--- START OF ENTRIES SHOWN ---

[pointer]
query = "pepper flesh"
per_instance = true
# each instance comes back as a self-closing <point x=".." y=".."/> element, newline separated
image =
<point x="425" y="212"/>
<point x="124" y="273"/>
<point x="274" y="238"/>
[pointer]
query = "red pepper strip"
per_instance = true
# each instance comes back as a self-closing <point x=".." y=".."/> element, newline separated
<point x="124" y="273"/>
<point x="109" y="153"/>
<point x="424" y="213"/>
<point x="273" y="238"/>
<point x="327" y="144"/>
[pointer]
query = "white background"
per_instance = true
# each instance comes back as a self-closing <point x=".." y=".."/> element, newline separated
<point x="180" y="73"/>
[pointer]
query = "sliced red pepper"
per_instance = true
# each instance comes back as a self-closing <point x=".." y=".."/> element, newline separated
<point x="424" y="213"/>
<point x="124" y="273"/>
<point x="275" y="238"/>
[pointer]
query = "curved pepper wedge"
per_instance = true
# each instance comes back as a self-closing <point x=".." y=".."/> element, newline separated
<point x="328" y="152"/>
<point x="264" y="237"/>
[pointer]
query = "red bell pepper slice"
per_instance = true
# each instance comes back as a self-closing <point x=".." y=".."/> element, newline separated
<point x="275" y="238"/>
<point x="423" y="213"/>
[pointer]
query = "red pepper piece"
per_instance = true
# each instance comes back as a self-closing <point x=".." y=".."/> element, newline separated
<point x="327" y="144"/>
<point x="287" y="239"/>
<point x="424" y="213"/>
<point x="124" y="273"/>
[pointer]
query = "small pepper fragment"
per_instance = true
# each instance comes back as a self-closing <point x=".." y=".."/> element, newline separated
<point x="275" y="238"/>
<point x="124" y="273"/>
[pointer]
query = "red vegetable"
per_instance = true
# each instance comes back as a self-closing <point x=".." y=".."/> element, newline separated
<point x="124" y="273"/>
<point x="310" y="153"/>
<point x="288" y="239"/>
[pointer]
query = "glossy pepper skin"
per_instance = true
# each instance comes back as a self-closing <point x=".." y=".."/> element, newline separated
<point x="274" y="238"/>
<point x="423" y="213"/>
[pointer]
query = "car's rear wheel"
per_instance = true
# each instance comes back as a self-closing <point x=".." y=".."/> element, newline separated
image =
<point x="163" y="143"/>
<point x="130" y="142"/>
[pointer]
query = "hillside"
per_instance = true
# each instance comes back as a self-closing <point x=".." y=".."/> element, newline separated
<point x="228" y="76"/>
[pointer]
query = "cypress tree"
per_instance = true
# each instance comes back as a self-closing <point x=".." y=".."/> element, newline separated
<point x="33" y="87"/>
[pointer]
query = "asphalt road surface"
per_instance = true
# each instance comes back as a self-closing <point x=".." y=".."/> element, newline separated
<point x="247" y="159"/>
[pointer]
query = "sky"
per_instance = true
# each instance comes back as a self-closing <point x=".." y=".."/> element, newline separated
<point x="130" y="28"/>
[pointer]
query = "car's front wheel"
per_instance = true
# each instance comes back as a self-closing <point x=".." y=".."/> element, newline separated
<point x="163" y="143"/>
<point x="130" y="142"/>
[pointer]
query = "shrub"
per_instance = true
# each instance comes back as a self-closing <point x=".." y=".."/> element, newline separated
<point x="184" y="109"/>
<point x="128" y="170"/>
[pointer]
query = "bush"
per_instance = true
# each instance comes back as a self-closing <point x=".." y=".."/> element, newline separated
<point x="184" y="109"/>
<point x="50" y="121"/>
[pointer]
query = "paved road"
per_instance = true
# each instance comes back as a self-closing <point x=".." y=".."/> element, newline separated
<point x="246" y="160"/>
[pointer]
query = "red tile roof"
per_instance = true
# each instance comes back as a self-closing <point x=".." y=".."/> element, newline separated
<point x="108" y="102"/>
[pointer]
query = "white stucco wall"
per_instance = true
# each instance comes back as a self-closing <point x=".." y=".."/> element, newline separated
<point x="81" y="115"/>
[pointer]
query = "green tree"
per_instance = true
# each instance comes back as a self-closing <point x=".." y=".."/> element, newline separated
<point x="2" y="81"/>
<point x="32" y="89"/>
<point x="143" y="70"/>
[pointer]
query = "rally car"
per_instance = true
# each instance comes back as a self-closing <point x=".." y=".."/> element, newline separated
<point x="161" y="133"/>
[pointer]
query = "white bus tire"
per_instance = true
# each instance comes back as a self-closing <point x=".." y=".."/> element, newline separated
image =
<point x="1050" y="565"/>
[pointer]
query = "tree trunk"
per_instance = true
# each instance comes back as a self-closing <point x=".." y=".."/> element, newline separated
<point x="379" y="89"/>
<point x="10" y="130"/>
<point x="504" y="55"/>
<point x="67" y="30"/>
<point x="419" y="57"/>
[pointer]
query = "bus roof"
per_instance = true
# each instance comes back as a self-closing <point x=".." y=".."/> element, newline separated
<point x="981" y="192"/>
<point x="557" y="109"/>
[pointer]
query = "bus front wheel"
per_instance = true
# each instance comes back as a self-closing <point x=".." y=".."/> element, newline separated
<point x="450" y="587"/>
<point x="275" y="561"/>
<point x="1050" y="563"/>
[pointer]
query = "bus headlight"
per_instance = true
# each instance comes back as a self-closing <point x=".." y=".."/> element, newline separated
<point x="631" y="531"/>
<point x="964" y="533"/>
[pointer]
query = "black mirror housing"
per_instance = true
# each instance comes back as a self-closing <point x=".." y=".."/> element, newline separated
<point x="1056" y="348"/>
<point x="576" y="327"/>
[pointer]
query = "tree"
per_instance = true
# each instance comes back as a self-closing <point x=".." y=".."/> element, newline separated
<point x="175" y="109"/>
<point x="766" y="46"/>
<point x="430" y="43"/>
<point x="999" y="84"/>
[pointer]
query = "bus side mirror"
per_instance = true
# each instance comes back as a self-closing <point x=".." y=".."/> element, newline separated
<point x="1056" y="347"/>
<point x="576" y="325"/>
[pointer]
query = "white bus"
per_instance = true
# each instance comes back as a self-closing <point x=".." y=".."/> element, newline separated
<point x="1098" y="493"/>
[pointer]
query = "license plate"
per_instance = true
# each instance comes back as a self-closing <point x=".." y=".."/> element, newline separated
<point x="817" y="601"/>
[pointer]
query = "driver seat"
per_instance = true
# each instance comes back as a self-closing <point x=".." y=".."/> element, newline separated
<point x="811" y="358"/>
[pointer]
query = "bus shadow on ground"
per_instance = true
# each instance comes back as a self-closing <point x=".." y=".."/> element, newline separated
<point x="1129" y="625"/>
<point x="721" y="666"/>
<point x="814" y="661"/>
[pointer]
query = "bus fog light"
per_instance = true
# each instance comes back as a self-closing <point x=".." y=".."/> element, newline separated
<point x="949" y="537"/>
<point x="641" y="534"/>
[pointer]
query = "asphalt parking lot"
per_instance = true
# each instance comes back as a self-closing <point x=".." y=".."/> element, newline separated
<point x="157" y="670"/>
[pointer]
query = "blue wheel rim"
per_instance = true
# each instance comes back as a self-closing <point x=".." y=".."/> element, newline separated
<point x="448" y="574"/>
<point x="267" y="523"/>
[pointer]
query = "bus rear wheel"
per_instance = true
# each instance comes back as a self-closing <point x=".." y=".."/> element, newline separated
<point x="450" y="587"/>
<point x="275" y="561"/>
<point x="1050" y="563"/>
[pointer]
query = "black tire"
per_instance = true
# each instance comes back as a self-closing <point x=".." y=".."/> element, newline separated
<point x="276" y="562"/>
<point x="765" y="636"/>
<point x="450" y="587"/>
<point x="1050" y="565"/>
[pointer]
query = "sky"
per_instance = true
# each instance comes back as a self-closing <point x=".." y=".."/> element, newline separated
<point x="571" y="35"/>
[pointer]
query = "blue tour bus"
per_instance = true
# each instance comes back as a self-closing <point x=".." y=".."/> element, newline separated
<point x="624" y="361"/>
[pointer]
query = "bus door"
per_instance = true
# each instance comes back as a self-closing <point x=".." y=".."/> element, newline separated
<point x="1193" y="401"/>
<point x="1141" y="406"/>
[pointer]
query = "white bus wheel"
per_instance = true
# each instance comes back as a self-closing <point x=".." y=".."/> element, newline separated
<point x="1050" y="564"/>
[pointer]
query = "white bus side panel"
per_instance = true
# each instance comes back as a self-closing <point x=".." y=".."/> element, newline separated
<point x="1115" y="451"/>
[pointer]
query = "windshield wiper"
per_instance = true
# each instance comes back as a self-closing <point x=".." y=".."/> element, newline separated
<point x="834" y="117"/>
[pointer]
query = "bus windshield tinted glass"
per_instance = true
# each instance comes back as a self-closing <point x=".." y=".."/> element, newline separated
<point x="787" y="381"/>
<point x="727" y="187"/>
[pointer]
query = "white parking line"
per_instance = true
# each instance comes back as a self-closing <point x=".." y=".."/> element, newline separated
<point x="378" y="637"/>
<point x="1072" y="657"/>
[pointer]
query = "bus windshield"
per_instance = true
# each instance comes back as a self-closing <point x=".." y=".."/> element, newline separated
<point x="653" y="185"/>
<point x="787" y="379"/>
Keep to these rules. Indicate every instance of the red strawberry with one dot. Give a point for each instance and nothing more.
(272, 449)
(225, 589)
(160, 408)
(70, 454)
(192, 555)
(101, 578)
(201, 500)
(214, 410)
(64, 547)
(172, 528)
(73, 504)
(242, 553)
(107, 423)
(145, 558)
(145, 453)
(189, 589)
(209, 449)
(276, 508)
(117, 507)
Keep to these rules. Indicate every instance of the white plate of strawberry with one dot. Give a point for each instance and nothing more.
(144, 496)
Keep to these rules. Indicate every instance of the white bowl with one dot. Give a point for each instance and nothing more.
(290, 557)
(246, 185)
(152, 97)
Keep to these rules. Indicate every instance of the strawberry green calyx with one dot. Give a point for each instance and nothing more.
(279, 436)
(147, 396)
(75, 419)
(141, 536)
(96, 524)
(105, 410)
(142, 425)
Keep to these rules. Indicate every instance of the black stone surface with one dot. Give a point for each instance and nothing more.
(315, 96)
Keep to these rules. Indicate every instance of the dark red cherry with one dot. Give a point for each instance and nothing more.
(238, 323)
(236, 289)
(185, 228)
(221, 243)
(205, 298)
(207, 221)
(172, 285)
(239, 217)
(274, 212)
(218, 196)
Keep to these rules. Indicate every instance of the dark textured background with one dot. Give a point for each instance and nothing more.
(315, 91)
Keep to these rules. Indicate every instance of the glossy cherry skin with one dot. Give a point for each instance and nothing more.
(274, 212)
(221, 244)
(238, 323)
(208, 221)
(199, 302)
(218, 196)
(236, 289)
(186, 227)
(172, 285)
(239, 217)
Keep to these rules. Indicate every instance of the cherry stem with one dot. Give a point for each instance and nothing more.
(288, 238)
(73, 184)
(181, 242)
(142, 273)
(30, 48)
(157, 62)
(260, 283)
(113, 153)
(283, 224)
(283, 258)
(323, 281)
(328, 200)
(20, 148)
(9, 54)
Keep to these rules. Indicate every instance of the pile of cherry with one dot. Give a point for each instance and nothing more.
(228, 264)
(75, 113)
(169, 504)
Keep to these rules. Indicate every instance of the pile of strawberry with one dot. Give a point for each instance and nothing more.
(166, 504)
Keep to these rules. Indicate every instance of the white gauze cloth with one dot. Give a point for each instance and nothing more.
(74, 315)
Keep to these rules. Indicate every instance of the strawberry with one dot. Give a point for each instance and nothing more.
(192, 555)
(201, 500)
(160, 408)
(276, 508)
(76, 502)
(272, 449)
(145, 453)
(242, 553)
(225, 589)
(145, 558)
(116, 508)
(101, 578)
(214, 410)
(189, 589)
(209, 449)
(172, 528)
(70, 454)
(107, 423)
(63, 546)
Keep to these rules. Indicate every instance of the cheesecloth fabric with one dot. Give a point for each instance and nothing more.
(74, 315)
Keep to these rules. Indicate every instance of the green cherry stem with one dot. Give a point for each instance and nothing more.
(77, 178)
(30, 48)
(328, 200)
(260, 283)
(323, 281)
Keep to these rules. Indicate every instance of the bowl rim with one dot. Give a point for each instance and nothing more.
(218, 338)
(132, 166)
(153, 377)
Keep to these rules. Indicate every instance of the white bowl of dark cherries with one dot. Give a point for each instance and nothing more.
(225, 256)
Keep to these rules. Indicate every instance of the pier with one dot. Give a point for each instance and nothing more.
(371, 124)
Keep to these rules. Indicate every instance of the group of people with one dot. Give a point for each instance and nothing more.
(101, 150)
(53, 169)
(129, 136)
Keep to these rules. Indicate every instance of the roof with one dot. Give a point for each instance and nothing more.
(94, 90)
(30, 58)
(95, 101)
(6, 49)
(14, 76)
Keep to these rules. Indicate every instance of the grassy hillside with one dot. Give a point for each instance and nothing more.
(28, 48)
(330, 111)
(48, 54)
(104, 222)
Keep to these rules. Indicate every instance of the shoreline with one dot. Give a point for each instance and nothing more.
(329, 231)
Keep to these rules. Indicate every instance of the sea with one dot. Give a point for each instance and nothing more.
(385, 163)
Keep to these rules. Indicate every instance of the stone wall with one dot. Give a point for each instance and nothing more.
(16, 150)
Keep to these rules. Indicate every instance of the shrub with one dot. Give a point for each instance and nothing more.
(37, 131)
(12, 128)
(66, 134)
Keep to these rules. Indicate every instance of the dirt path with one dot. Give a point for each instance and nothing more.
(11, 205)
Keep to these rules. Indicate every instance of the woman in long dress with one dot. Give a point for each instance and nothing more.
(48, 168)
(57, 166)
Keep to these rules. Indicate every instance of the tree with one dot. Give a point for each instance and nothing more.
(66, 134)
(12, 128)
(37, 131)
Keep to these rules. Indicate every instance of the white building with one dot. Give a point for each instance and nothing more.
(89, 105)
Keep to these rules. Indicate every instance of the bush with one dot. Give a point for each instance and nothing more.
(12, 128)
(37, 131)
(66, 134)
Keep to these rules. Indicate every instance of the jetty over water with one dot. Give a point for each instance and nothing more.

--- END OF ENTRIES SHOWN ---

--- GOAL ---
Copy out the items verbatim, starting at the line that contains "Keep to these rules. Indicate every instance of the tree" and running through the last line of the items, both ends included.

--- REPLY TO THE EXERCISE ---
Keep to these rules. Indicate every instance of the tree with one dot. Give a point for each instance and nothing more.
(66, 134)
(12, 128)
(37, 131)
Keep to these rules. Indicate every instance of the white building with one dot. Give a point for each instance and nothing more.
(89, 105)
Keep to these rules. Indicate every instance of the bush with one dot. Give a point for each instance and nothing more.
(12, 128)
(37, 131)
(66, 134)
Keep to these rules. Indicate every instance of the jetty over water with one dot. Give a point for each instance and nothing more.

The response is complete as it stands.